== Task requirements ==
Find every line in the records below that contains the word "pink", and copy each of those lines in full.

== Information supplied ==
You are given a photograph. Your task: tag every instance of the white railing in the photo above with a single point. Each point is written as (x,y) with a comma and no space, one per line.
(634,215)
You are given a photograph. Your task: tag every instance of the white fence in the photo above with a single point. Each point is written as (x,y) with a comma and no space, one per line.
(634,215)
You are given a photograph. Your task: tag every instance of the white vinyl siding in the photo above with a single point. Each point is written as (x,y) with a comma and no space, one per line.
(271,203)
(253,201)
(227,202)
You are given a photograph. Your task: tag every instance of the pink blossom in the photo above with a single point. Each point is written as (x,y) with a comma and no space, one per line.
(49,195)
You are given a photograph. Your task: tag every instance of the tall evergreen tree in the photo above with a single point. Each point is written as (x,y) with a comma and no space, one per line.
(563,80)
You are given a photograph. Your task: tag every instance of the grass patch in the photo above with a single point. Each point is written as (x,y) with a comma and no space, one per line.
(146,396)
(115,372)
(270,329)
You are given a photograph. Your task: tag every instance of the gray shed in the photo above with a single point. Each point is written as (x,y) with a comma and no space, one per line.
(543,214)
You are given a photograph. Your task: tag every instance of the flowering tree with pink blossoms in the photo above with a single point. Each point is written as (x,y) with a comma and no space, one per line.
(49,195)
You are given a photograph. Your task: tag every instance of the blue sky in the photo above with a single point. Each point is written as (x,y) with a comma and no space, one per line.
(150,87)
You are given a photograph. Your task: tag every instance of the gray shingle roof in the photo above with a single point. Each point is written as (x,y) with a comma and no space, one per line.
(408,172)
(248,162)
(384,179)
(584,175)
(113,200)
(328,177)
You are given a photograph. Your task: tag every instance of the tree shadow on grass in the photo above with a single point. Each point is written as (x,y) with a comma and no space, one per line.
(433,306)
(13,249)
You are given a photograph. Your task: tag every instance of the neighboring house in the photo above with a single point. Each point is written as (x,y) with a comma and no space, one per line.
==
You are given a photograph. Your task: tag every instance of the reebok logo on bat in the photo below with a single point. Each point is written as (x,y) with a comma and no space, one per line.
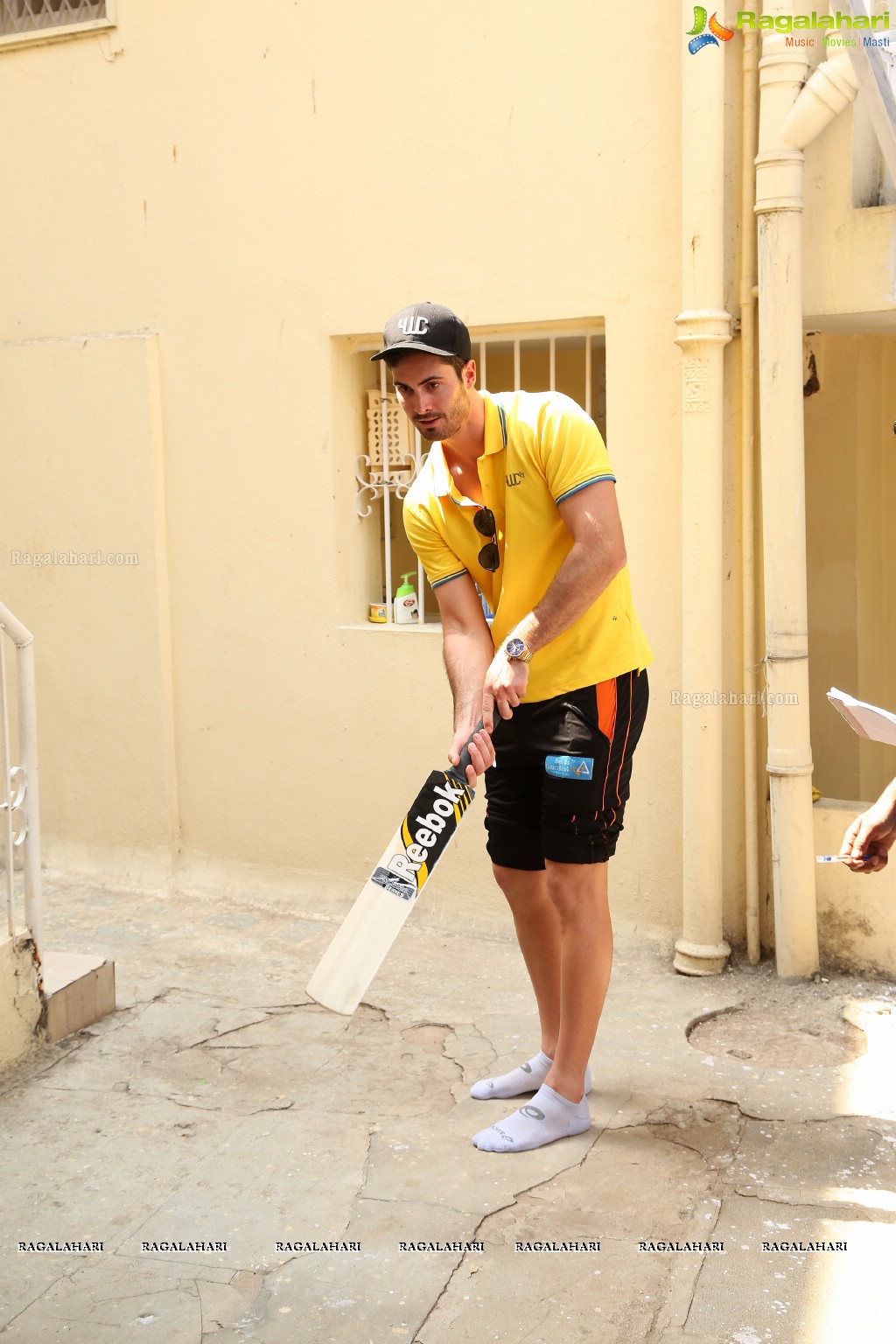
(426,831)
* * *
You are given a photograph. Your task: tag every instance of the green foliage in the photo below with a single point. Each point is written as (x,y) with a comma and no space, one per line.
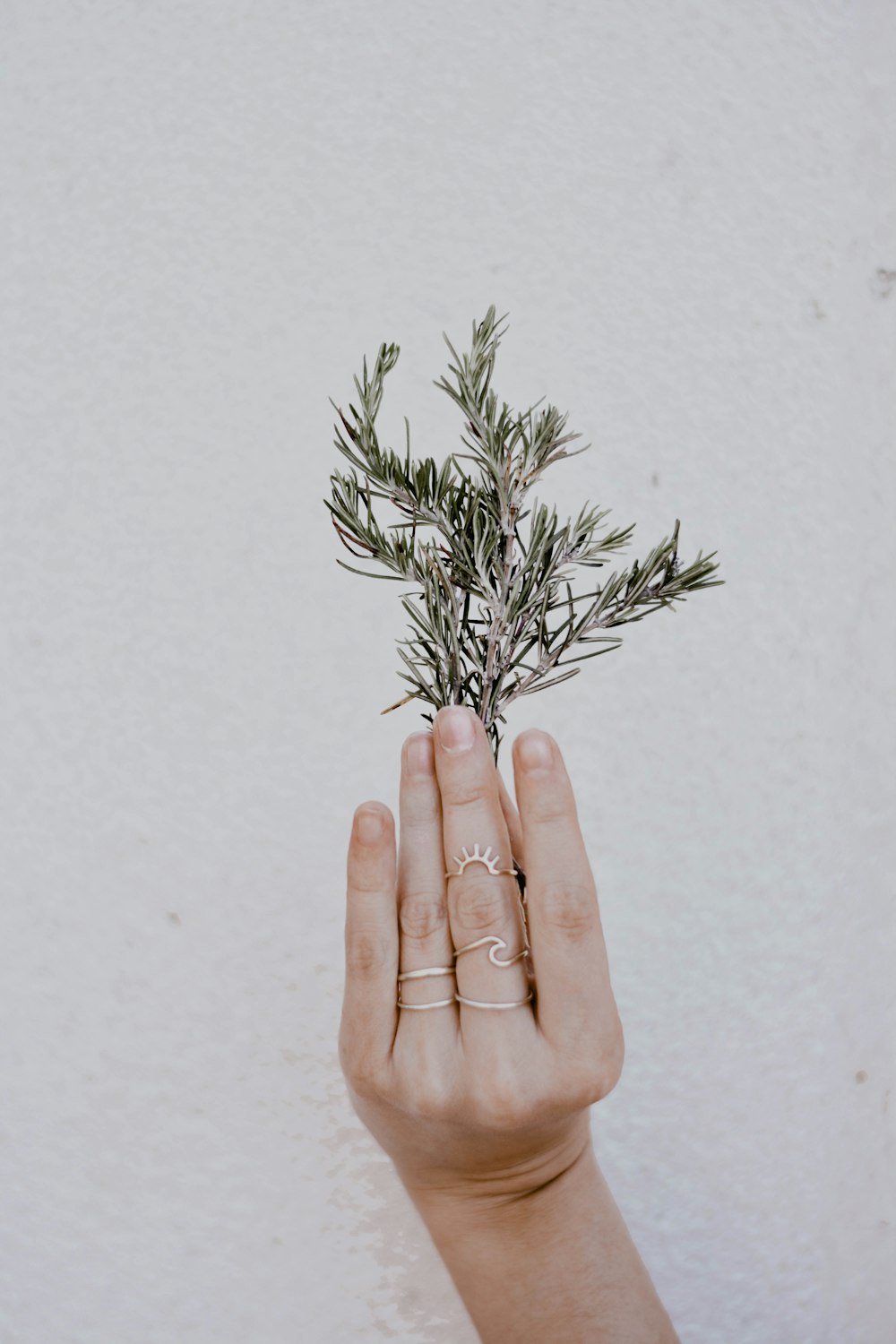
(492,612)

== Problem solution ==
You are given a photograph. Your task: tag every instance of the pink blossom in the photo above with a single point. Each point is written as (x,y) with a comma and no space, one per line.
You are given a photograph. Your task: tag every instance of the flowering tree with pink blossoms in the photo above with a single point. Each point is written as (x,y) with a comma and no space, one per line.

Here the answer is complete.